Work instructions -> Produce an exact copy of all the records.

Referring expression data
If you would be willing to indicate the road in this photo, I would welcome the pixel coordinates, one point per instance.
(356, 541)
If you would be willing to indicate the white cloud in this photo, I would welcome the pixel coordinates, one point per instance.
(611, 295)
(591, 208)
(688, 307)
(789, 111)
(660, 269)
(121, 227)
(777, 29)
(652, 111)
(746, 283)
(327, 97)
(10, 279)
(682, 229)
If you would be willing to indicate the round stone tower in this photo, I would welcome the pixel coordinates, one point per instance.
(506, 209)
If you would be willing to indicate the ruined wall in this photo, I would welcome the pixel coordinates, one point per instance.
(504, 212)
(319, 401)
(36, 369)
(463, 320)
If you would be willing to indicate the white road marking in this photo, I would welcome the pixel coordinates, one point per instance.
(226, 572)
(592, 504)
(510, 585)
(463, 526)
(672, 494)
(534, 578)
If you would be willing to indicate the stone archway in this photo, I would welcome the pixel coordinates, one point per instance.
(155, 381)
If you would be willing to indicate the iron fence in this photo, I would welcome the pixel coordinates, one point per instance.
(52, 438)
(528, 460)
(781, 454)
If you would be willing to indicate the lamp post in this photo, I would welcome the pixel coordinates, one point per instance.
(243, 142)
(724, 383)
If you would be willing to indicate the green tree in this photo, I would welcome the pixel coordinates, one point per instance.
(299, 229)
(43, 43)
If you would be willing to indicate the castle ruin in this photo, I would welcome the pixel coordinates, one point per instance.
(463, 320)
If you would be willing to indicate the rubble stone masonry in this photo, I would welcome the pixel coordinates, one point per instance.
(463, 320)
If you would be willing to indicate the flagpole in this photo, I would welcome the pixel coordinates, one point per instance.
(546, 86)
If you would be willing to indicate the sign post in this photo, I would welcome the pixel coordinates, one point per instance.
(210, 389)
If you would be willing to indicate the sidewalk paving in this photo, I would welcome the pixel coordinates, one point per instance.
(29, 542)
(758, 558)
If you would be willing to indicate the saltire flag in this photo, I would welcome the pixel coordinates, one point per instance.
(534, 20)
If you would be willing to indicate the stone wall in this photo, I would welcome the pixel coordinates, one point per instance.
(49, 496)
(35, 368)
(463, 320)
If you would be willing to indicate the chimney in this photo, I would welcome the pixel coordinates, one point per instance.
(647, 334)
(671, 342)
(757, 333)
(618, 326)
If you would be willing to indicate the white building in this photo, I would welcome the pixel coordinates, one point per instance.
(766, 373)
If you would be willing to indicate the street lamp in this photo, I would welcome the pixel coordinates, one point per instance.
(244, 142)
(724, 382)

Exercise output ->
If you would be willing to indicate the road in this photo, I would welcome the pixel coordinates, one point per instance.
(356, 541)
If you would be willing to indicate the white cloud in this photo, I would welcome the pixel coordinates, one point per instance.
(611, 295)
(591, 208)
(688, 307)
(789, 111)
(660, 269)
(121, 227)
(777, 29)
(652, 111)
(746, 283)
(327, 97)
(10, 279)
(682, 229)
If you would be willing to indicate the round stone tower in this photo, I would welcome the pixel coordinates, one point per instance.
(506, 209)
If you would be willing to indicate the ruined wall in this photo, I would welcome the pixel coordinates, one point per instance.
(504, 212)
(319, 401)
(36, 369)
(463, 320)
If you would be willing to indicate the white road marking in this photo, I would welcome the pixel coordinates, one point per instance.
(226, 572)
(592, 504)
(510, 585)
(463, 526)
(672, 494)
(534, 578)
If you would be willing to indicate the stone archway in this photo, I would welcome the pixel coordinates, one point per instance.
(155, 381)
If you would be willing to indicate the iron fence in this photo, I would welcome the pixel coordinates, one point per instance.
(52, 438)
(528, 460)
(781, 454)
If you would be willing to indicate the lamp post in this photo, I would welcome the pixel coordinates, one point per instance.
(243, 142)
(724, 383)
If you would be willing to indicate the green tree in this photo, I would welcome the pixel coordinates, one point per instance.
(299, 229)
(43, 43)
If you would be willing to indicate the castle ruin in this photo, I would welcome the pixel coordinates, one point per instance.
(463, 320)
If you would be willing to indicate the rubble stone masonry in this photo, I would welcome the pixel coordinates, one point per instance.
(463, 320)
If you would be willing to indicate the flagpole in this photo, I would welcome the pixel coordinates, one point per instance.
(546, 86)
If you would be willing to indicate the sign post in this photo, I would welcome the pixel coordinates, one point per instance.
(210, 389)
If you would be willing to indicate the sidewalk paving in this photo, I would welcome the pixel coordinates, one point per instance.
(29, 542)
(758, 558)
If you would be willing to indicate the saltire flag in this photo, I would welcome the pixel coordinates, one point per instance.
(534, 20)
If you would be willing to indicate the stone wall in this photo, I would welcome the pixel coordinates, one point per instance.
(49, 496)
(35, 368)
(463, 320)
If you would be willing to indicate the chimney in this photo, I would welcome the pixel coordinates, one point per instance.
(647, 334)
(671, 342)
(757, 333)
(618, 326)
If you would be willing to indicate the white building in this photo, I would welcome the pixel coordinates, one point per instance.
(766, 373)
If you would be willing to indicate the street lamp in this photo, I would welcome the pixel coordinates, one point per instance.
(244, 142)
(724, 382)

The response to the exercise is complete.